◆ TRY IT
Which lines in the data contain the word "clicks"? Please copy each of them.

....

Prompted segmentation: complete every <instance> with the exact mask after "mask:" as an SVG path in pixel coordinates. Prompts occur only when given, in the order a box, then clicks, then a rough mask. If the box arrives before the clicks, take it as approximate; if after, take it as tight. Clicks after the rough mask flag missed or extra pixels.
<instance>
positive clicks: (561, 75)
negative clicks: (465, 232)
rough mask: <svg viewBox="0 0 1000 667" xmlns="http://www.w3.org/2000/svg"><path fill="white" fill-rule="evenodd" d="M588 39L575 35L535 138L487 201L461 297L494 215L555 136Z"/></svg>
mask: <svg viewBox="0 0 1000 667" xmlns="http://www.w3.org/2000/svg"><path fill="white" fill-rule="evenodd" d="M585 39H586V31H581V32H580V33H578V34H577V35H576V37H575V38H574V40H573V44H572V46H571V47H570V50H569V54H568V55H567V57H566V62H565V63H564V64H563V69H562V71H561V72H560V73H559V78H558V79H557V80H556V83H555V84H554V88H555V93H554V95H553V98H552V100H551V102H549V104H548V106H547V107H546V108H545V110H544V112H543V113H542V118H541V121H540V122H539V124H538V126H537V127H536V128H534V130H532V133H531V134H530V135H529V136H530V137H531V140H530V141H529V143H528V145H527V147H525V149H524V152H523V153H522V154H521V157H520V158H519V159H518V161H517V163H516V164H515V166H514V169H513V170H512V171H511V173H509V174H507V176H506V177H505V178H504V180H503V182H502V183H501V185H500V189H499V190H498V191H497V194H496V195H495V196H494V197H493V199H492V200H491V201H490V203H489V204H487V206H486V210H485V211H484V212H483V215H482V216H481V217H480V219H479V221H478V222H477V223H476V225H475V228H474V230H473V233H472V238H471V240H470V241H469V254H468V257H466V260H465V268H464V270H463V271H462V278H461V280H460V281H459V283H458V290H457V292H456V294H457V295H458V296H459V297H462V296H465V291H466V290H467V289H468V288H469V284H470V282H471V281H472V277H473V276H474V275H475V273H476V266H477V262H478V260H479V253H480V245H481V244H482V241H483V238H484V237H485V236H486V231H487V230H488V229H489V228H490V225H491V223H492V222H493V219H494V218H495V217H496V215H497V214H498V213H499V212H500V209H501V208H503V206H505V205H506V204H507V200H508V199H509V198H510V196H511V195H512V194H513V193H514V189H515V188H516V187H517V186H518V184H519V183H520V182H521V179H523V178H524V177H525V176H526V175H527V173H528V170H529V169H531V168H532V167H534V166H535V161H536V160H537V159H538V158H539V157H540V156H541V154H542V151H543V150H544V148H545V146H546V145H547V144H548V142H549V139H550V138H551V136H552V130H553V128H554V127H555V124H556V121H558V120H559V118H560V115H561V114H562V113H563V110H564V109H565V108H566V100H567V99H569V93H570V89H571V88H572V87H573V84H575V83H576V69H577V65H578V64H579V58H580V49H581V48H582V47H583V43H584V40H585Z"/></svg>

....

◆ ANSWER FOR THE TASK
Prompted segmentation: complete every <instance> with the exact mask after "mask:" as an SVG path in pixel coordinates. Prompts occur only when given, in the order a box, then clicks, then a rough mask. If the box arrives before the clicks, take it as approximate; if after, take it as tight. Clicks after the rough mask flag missed or extra pixels.
positive clicks: (561, 75)
negative clicks: (465, 232)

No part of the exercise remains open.